• **Directive**: Return the lines of the data below verbatim, starting at the first line of the data and ending at the line that contains "x=155 y=120", with both of those lines included.

Saved entries:
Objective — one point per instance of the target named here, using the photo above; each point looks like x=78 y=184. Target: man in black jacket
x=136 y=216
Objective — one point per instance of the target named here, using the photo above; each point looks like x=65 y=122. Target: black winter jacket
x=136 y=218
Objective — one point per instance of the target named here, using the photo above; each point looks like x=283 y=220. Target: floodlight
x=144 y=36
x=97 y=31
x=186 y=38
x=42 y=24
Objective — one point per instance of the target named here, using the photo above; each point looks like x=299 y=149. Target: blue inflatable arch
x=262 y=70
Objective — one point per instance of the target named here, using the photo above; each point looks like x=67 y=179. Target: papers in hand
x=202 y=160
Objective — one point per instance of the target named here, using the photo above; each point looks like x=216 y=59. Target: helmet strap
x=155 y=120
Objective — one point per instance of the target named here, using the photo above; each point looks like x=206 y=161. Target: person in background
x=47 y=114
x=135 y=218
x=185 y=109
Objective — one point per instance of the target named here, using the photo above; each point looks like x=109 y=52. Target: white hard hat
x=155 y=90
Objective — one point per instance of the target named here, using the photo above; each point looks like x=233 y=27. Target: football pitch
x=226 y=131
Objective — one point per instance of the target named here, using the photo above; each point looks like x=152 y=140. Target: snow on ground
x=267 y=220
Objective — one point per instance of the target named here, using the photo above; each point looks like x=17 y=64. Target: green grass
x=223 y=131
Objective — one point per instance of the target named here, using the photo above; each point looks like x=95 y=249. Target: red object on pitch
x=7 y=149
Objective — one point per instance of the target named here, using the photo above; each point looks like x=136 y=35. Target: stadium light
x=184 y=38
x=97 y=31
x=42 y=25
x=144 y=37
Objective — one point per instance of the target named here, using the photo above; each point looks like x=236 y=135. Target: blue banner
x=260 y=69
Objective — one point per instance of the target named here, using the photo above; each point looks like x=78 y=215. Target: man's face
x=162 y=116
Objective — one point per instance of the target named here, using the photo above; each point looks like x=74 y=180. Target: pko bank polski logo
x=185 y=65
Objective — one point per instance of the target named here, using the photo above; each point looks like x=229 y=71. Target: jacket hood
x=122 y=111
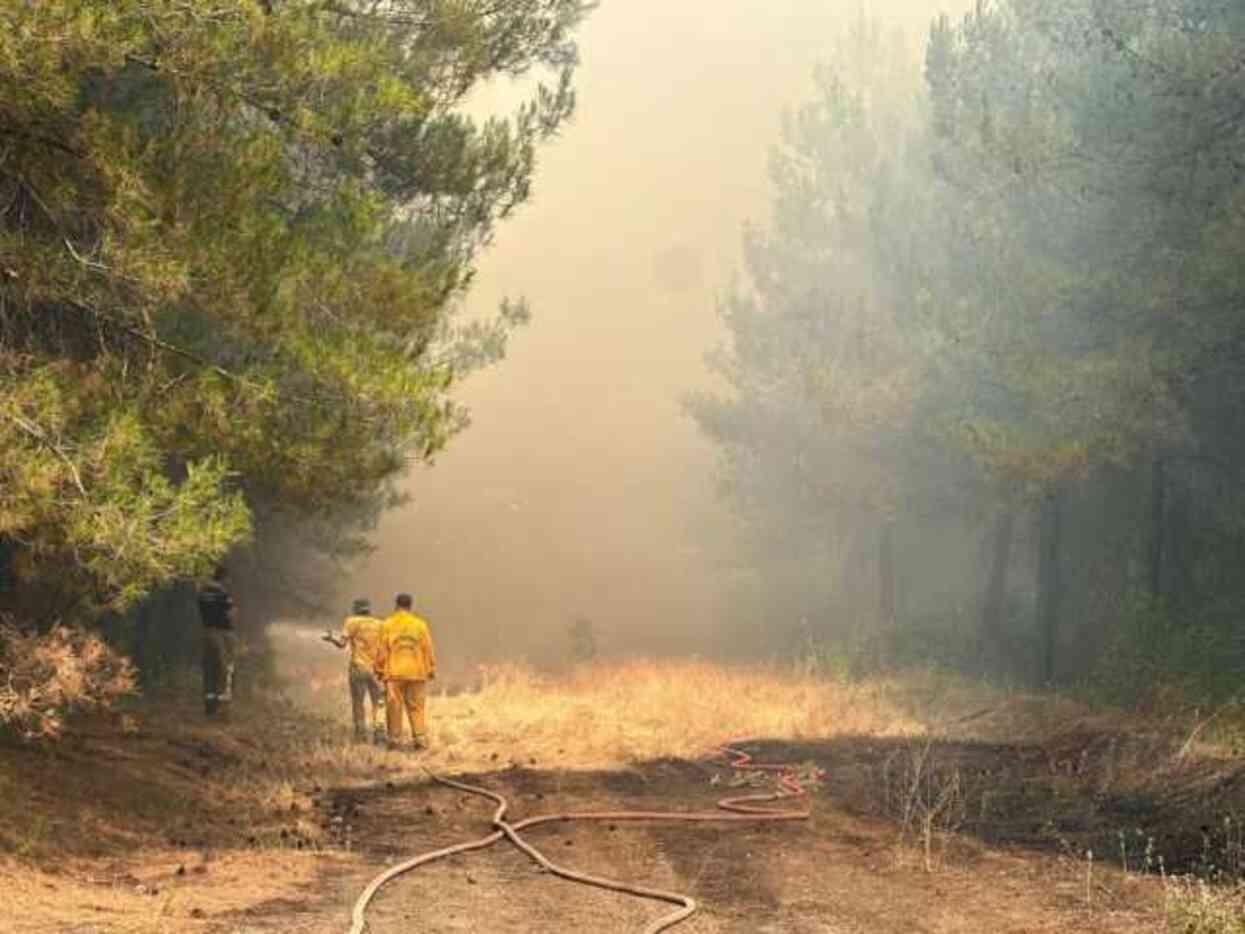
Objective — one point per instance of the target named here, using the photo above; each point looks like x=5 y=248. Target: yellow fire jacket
x=405 y=650
x=362 y=634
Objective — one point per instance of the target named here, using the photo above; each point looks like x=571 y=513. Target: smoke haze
x=582 y=488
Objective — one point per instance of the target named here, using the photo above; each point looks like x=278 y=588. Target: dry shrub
x=1197 y=907
x=46 y=676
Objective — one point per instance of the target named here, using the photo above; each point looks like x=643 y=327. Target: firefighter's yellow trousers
x=402 y=700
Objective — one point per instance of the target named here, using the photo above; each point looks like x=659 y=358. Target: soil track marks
x=839 y=872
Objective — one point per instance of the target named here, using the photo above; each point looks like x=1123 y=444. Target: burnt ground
x=1007 y=828
x=905 y=836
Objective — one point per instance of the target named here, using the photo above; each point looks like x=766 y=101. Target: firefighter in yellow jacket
x=405 y=661
x=361 y=634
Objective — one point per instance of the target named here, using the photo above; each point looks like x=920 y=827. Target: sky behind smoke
x=582 y=488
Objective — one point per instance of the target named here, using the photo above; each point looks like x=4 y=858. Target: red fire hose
x=738 y=810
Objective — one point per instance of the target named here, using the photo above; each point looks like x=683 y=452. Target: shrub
x=46 y=676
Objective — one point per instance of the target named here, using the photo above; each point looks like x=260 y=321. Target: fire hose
x=746 y=808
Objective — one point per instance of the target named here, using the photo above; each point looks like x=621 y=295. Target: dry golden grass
x=608 y=715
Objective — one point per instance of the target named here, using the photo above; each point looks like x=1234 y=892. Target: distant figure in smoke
x=219 y=641
x=361 y=633
x=405 y=661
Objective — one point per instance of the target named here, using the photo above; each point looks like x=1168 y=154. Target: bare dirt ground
x=274 y=822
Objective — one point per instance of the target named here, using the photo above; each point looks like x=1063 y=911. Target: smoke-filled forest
x=982 y=365
x=809 y=433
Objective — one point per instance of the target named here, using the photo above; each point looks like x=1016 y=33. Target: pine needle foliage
x=232 y=237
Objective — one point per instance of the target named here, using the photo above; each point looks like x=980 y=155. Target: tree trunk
x=885 y=589
x=994 y=604
x=1158 y=516
x=1048 y=583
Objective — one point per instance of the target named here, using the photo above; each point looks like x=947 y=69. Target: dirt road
x=837 y=873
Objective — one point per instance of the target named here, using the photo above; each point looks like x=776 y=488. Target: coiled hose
x=746 y=808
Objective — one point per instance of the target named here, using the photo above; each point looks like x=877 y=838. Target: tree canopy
x=232 y=238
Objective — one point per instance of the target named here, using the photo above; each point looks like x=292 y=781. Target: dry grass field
x=945 y=807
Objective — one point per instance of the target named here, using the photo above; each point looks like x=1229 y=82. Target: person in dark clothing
x=219 y=641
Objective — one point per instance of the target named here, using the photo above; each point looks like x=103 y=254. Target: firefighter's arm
x=381 y=658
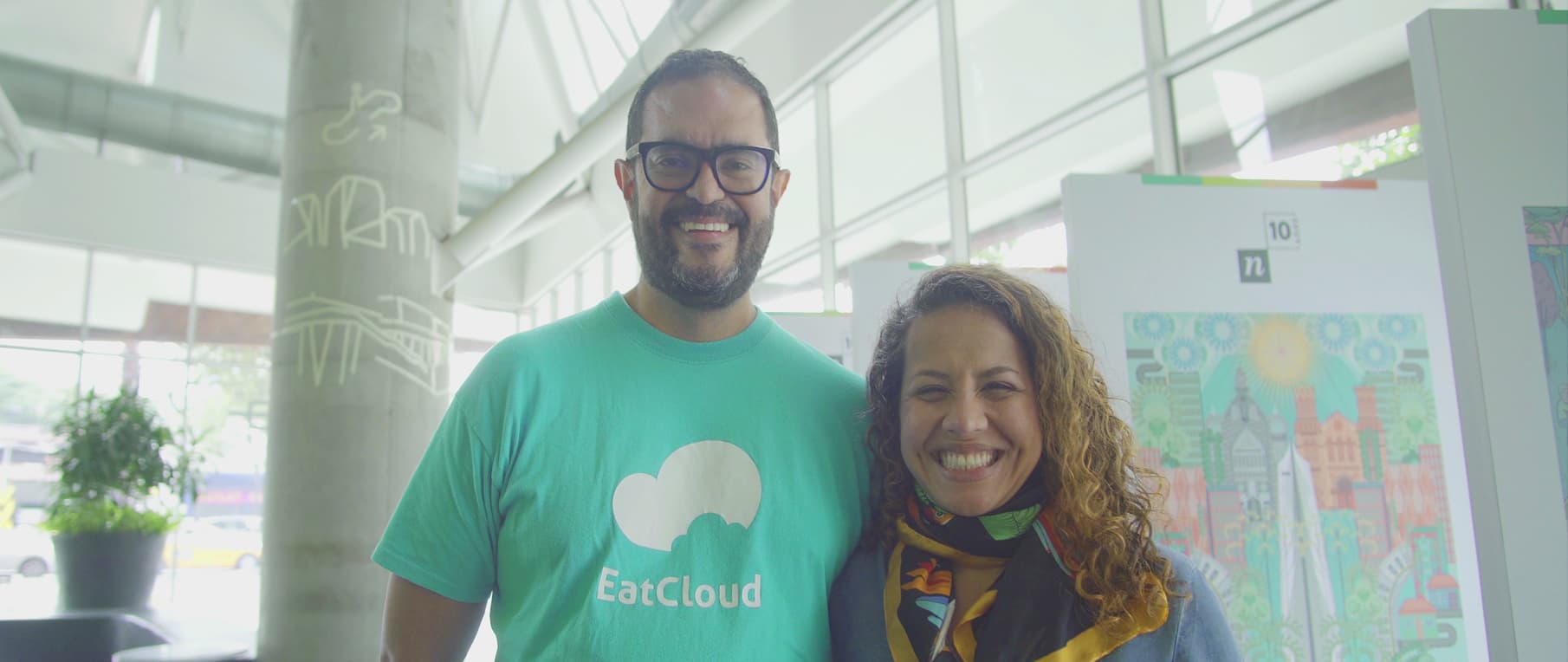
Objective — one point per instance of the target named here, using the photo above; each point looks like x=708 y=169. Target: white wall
x=1493 y=101
x=90 y=201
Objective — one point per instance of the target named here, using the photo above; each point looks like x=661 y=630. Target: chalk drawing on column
x=361 y=115
x=408 y=339
x=356 y=207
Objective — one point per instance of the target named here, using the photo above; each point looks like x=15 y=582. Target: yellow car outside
x=214 y=543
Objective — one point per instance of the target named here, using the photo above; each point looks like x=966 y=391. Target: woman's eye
x=1001 y=388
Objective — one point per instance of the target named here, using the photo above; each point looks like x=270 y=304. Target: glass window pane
x=35 y=389
x=1190 y=21
x=795 y=288
x=234 y=309
x=1037 y=248
x=913 y=234
x=888 y=121
x=593 y=280
x=230 y=389
x=164 y=385
x=1333 y=75
x=795 y=222
x=1112 y=141
x=49 y=308
x=135 y=298
x=1002 y=44
x=625 y=270
x=104 y=373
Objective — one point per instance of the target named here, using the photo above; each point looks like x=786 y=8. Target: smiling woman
x=998 y=454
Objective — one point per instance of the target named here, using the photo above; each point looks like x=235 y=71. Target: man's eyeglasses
x=673 y=166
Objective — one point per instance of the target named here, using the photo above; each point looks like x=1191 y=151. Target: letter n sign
x=1254 y=265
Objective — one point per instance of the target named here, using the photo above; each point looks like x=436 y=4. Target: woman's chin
x=965 y=503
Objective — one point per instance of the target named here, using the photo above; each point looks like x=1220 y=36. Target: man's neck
x=687 y=323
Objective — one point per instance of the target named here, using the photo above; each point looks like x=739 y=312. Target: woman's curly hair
x=1097 y=495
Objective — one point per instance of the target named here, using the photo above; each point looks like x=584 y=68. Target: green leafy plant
x=116 y=463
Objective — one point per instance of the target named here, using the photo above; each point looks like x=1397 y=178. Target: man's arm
x=425 y=626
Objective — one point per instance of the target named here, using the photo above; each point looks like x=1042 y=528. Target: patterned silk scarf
x=1031 y=612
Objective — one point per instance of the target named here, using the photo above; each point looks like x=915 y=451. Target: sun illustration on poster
x=1281 y=352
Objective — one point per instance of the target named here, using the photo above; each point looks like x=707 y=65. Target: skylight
x=593 y=40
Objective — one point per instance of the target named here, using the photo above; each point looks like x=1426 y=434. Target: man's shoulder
x=792 y=354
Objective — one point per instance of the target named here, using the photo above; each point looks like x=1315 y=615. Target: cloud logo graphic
x=697 y=479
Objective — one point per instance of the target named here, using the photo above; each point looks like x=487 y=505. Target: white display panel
x=880 y=284
x=1493 y=94
x=1281 y=354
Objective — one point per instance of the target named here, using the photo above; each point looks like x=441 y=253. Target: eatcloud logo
x=708 y=477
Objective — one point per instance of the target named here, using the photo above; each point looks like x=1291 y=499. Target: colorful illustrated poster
x=1305 y=477
x=1546 y=231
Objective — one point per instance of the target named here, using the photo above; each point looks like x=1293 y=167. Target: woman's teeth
x=971 y=460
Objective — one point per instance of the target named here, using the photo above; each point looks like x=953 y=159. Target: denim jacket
x=1195 y=628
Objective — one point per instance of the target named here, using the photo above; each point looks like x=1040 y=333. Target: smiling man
x=665 y=476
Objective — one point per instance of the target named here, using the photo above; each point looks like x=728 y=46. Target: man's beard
x=703 y=288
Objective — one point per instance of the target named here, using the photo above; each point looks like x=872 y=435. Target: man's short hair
x=695 y=63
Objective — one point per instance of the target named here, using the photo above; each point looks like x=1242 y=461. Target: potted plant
x=123 y=476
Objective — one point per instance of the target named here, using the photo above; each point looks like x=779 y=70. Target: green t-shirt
x=626 y=495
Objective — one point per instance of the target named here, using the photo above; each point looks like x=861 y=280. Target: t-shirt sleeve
x=443 y=534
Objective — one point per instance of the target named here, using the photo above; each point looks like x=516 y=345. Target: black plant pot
x=107 y=570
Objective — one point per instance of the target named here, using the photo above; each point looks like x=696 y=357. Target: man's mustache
x=677 y=214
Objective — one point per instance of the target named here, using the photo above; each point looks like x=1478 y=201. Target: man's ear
x=625 y=179
x=780 y=184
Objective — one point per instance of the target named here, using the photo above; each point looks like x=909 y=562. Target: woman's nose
x=966 y=418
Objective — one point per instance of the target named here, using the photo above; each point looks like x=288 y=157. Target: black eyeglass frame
x=710 y=157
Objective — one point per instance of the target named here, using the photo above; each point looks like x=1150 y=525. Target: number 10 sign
x=1281 y=231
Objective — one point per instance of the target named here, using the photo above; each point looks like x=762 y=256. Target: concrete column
x=360 y=339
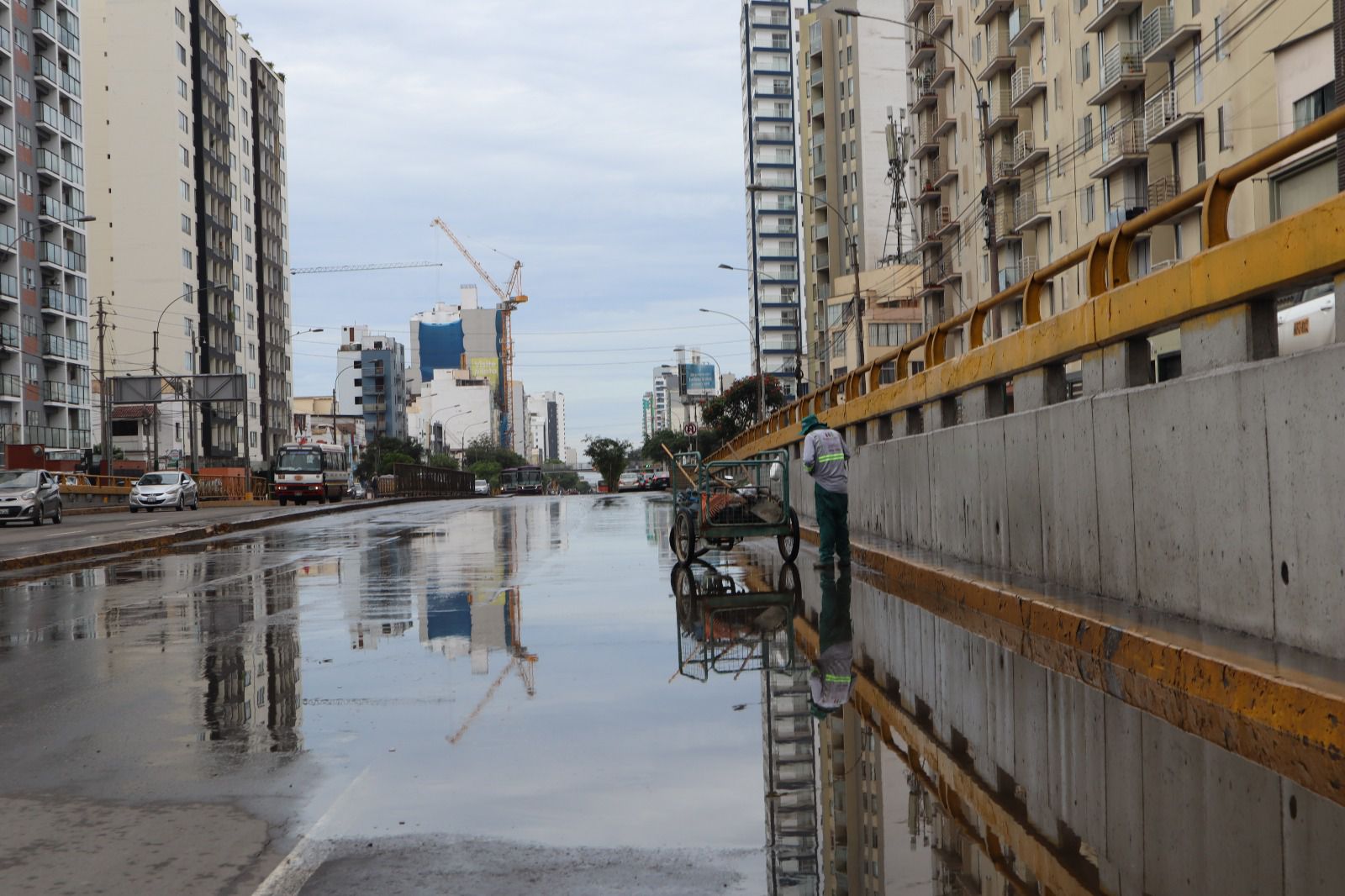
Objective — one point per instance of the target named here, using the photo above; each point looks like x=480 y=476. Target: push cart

• **Task solution**:
Objective — one point per instance of the target named here, using the photo above; each point looks like x=78 y=184. Target: man in black jacket
x=136 y=216
Objective — one point per instance of the target named here, using the photo above; each point looks like x=65 y=122. Target: black winter jacket
x=136 y=218
Objective — one point per instance of the target named here, using the photo above; each point looks like x=283 y=220. Target: floodlight
x=144 y=36
x=97 y=31
x=186 y=38
x=42 y=24
Objective — one point per instance of the target named here, using the photo above; each point looks like x=299 y=149. Target: blue inflatable arch
x=262 y=70
Objective — one point per instance of the target named here, using the photo above; each point looks like x=67 y=179. Target: papers in hand
x=202 y=160
Objective — one point per instance of the target named here, using the photo above; each point looks like x=216 y=59. Target: helmet strap
x=155 y=120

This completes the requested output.